● What is needed:
Write out exactly the lines from the one containing "pink striped cuff" through the last line of the records below, both included, and leave out any pictures.

● Data:
========================================
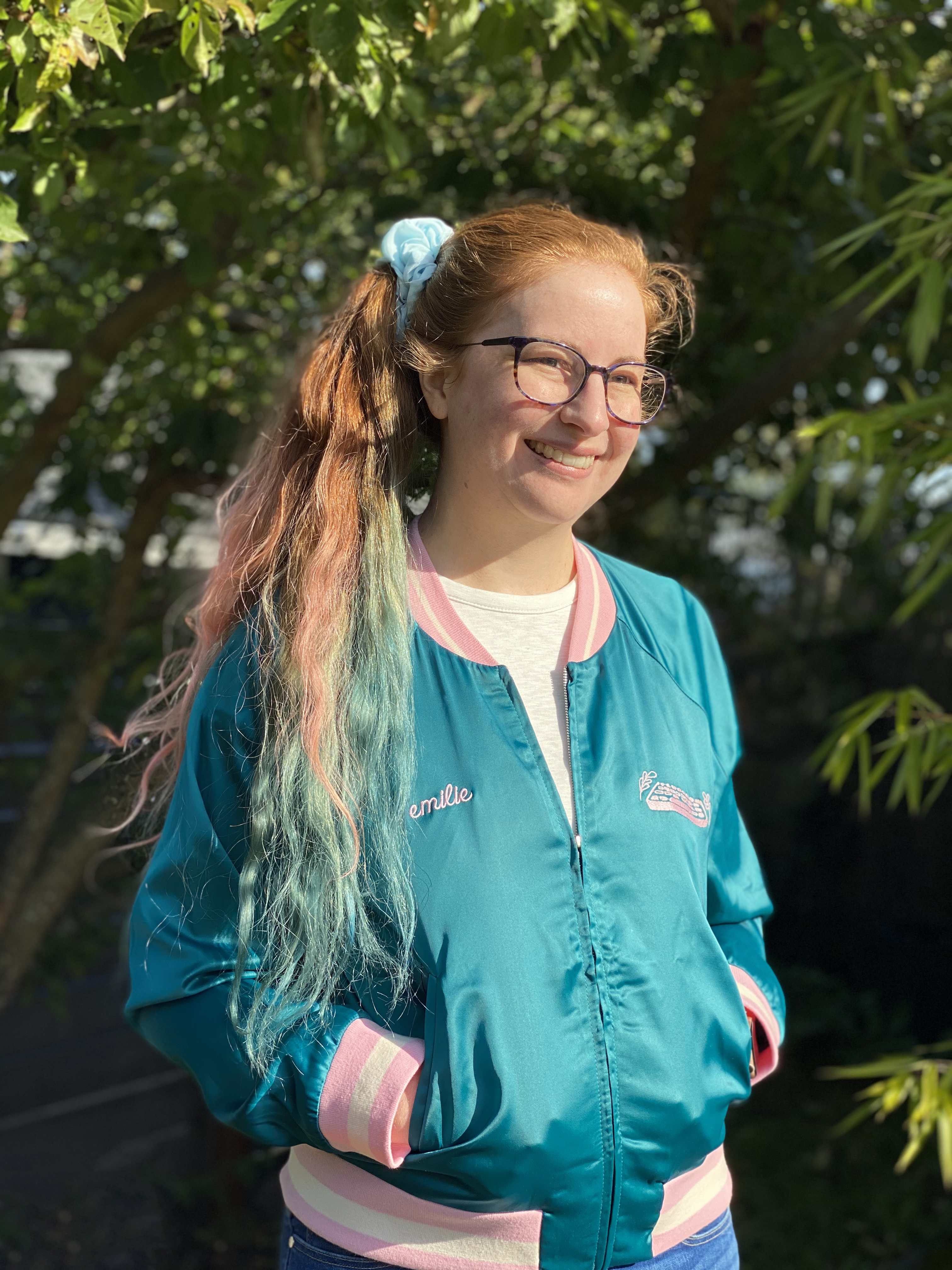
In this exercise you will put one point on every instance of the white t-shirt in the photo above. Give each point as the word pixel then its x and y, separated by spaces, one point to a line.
pixel 530 637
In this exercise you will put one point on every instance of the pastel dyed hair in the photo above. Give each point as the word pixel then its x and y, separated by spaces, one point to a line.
pixel 314 559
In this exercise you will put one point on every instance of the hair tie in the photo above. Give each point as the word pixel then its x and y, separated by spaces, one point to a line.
pixel 411 248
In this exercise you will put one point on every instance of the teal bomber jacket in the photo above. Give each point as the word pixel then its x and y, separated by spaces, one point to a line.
pixel 591 1003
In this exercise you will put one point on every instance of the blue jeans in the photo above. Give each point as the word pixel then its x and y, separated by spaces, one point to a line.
pixel 711 1249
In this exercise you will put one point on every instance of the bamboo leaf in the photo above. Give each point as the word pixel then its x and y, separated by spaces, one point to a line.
pixel 944 1136
pixel 937 788
pixel 926 318
pixel 938 578
pixel 862 750
pixel 830 121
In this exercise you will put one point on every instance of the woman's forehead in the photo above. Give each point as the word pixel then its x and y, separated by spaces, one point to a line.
pixel 579 301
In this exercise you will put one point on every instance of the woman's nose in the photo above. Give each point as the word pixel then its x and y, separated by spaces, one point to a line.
pixel 588 411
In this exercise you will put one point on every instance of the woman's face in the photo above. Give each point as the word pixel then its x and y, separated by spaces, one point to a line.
pixel 492 458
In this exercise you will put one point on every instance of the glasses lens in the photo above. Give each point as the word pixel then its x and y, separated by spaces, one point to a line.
pixel 549 374
pixel 635 393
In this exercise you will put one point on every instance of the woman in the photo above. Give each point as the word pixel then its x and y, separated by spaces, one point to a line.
pixel 452 896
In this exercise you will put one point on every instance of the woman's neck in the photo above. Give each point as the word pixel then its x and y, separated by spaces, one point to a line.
pixel 514 559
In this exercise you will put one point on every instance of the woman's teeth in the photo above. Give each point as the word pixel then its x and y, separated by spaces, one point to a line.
pixel 560 456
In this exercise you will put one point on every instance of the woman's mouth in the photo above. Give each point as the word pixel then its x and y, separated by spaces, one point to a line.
pixel 559 455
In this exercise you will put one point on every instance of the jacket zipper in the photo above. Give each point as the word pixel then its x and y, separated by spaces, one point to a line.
pixel 582 877
pixel 569 753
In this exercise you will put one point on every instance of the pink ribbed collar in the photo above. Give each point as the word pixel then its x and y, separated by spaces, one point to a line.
pixel 594 606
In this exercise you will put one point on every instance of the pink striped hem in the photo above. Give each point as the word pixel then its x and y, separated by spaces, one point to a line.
pixel 364 1215
pixel 692 1201
pixel 364 1088
pixel 594 609
pixel 760 1009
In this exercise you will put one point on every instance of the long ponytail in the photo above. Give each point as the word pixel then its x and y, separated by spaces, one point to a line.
pixel 313 557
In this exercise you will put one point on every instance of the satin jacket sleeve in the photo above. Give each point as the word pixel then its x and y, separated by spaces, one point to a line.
pixel 737 898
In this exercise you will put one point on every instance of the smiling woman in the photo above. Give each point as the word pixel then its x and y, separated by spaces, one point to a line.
pixel 539 1004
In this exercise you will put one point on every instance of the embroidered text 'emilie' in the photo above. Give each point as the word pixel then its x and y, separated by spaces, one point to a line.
pixel 449 797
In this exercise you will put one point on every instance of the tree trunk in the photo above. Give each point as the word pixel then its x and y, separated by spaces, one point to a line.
pixel 91 361
pixel 70 740
pixel 728 105
pixel 40 905
pixel 808 356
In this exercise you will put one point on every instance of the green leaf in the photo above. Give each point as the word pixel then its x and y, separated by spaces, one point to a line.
pixel 94 18
pixel 11 229
pixel 112 117
pixel 944 1135
pixel 201 37
pixel 50 186
pixel 331 28
pixel 926 319
pixel 938 578
pixel 830 121
pixel 277 16
pixel 28 117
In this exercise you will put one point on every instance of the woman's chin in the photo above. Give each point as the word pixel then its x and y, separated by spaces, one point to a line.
pixel 554 506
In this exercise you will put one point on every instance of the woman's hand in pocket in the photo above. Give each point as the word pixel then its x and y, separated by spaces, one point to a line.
pixel 400 1133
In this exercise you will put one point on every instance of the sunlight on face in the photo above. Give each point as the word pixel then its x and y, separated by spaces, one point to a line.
pixel 493 436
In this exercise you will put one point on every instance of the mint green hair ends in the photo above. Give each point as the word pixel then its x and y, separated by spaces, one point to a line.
pixel 326 893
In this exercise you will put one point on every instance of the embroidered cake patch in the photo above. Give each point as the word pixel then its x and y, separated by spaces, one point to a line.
pixel 663 797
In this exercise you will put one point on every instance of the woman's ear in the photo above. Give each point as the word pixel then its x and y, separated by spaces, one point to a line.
pixel 433 385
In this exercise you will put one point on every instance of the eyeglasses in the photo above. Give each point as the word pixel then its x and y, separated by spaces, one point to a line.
pixel 554 374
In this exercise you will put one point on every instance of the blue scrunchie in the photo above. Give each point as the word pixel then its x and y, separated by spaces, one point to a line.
pixel 411 248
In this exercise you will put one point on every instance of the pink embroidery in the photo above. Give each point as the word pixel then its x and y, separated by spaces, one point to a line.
pixel 449 797
pixel 671 798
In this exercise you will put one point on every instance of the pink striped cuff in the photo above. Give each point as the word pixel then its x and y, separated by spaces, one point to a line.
pixel 692 1201
pixel 367 1079
pixel 364 1215
pixel 758 1009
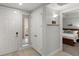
========================================
● The completed task:
In this exercise you will put one point on every instance of the pink striped cuff in the photo above. Give each point as the word pixel then its x and y, separated by spaces, one point to a line.
pixel 692 1201
pixel 367 1079
pixel 364 1215
pixel 758 1009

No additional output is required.